Give the number of lines below that contain the string "skate", and no other text.

########################################

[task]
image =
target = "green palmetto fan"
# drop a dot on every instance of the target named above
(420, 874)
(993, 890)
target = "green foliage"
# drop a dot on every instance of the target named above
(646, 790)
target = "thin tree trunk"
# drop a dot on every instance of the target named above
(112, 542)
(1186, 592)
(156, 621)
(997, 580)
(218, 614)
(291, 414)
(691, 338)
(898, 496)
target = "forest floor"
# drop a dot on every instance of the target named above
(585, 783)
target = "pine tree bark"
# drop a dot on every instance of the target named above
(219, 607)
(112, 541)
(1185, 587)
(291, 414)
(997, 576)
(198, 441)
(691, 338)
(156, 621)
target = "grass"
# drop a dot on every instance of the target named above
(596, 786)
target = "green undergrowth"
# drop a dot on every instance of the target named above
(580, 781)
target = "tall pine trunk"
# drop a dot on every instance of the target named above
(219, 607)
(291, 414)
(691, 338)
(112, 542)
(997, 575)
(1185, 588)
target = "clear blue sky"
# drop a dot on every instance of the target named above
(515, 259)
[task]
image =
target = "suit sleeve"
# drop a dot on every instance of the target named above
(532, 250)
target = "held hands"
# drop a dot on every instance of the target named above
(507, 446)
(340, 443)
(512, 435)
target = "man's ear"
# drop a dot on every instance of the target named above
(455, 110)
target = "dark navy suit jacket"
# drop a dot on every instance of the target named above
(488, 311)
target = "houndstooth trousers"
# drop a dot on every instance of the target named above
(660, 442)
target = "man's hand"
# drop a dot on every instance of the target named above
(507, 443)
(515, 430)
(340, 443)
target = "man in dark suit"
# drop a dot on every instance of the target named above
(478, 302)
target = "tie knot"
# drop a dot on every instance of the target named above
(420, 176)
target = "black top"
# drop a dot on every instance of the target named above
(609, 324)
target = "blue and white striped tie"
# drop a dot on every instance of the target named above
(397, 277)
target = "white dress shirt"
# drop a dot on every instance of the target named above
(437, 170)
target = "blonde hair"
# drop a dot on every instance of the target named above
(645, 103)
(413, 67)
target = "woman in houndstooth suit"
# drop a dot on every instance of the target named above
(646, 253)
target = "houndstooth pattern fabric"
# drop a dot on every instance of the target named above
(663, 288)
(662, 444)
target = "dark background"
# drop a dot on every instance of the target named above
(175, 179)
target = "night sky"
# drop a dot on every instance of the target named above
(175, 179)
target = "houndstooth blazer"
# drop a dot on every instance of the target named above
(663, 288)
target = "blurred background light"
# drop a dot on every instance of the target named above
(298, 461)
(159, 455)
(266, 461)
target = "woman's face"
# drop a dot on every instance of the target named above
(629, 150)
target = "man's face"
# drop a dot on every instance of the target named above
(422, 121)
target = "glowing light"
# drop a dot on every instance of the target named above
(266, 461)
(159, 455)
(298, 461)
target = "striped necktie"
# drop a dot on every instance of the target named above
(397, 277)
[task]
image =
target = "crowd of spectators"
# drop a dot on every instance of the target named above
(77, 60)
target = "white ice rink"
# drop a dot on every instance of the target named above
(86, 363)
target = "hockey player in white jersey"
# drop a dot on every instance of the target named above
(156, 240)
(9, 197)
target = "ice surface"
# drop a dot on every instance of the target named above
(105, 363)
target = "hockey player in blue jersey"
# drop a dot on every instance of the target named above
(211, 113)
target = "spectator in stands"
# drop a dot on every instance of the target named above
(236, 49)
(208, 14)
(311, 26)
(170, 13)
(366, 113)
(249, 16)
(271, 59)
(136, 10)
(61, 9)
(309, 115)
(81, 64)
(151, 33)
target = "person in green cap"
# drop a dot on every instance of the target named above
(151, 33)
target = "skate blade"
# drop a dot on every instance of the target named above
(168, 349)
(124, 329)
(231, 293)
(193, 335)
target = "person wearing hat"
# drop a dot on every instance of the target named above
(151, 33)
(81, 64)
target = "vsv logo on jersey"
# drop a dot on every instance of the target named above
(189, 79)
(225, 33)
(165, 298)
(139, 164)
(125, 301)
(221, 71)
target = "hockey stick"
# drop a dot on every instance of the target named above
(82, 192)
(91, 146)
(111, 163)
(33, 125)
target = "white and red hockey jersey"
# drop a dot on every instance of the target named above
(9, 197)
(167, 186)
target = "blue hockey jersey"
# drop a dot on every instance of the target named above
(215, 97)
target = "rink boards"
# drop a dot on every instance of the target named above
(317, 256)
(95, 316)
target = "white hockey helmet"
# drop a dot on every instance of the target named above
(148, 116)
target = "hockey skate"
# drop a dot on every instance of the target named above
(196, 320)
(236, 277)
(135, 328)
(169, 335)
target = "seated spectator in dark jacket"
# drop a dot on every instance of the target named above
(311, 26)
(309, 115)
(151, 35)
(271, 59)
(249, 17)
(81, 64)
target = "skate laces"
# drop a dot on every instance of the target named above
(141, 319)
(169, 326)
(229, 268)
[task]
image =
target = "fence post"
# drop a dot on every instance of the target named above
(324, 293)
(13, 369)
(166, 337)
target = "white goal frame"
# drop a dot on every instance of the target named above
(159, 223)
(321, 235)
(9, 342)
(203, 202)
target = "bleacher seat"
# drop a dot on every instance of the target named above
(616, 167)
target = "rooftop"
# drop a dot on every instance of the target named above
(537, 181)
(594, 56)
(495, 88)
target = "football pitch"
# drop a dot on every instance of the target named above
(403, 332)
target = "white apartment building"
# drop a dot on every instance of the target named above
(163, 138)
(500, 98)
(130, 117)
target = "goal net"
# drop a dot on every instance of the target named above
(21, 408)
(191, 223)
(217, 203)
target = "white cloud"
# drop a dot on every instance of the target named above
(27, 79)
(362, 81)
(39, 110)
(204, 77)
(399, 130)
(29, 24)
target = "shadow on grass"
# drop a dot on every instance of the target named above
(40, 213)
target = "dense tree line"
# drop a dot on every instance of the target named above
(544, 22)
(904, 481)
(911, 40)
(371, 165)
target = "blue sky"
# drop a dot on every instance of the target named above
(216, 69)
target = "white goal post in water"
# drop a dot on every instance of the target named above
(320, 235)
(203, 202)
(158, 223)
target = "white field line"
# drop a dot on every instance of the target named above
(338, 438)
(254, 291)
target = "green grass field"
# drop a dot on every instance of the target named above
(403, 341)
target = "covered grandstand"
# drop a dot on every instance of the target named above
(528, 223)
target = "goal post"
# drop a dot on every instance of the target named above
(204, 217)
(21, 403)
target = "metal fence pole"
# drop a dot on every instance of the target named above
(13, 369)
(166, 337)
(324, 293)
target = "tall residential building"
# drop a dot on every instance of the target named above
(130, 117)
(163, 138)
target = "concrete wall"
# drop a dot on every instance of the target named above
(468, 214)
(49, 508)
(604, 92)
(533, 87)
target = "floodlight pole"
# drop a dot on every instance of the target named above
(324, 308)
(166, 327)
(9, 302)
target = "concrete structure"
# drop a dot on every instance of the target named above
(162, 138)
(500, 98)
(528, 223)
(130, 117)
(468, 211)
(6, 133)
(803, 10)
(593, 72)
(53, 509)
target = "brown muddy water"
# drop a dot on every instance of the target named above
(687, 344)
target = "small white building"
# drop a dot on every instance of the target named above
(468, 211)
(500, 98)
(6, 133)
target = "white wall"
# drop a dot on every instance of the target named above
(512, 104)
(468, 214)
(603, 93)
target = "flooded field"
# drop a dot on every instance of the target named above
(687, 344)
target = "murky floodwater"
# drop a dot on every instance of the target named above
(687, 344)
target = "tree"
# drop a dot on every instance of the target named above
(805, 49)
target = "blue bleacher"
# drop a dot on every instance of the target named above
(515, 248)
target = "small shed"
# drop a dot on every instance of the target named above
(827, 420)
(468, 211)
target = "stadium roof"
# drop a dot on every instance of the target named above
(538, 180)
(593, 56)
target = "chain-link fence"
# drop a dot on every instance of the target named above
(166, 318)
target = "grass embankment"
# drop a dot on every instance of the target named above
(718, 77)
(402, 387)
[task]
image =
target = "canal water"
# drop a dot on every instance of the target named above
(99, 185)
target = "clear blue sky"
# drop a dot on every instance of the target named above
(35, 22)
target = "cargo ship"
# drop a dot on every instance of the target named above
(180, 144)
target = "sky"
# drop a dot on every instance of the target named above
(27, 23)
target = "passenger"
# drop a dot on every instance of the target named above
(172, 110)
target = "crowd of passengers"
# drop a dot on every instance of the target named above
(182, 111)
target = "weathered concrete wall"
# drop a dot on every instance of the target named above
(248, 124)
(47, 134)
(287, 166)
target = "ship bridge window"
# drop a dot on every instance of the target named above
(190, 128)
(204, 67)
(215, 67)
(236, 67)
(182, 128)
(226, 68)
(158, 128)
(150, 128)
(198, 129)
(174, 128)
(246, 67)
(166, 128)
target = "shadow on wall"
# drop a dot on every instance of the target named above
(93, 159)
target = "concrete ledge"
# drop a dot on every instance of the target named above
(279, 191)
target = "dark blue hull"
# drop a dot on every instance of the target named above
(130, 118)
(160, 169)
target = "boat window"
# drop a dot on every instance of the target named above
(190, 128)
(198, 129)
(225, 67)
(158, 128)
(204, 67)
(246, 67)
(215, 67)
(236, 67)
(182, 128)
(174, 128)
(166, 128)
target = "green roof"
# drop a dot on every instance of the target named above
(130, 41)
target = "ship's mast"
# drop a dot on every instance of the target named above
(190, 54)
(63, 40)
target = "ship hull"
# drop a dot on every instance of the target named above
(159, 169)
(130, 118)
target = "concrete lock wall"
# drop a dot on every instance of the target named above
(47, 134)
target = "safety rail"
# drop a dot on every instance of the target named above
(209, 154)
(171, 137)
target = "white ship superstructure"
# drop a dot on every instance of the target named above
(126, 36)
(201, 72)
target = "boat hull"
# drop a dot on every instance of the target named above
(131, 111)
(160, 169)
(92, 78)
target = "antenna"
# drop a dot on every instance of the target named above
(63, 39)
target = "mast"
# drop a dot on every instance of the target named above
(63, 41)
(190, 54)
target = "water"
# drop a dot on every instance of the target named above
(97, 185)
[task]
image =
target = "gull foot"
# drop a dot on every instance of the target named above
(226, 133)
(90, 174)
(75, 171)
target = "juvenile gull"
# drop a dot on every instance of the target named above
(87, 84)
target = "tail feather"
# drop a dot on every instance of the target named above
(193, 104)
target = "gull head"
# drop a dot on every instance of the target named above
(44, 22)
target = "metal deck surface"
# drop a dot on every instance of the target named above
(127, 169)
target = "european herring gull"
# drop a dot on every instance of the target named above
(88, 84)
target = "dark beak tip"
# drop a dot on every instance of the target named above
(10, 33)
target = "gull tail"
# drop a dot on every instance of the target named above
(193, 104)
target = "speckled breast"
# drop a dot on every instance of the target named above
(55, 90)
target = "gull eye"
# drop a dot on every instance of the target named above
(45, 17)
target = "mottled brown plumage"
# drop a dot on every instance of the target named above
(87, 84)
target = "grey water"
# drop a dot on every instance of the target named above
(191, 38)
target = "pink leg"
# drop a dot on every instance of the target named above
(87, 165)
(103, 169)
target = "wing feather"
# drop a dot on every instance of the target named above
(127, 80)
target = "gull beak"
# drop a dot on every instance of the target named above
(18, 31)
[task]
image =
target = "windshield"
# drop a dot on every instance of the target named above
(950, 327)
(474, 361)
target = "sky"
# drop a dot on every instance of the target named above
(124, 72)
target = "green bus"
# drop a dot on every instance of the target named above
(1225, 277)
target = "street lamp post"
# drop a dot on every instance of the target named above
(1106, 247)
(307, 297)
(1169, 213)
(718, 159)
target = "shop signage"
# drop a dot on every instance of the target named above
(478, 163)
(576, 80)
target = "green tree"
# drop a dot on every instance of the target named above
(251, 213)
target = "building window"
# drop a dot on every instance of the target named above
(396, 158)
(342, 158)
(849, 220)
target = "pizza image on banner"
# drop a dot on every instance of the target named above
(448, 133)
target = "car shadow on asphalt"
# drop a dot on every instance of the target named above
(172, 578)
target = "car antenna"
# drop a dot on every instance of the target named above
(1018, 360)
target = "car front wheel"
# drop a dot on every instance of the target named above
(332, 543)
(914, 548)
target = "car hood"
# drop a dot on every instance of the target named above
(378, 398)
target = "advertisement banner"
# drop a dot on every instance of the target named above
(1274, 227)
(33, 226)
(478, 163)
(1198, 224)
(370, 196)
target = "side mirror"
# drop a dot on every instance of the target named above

########################################

[Answer box] 3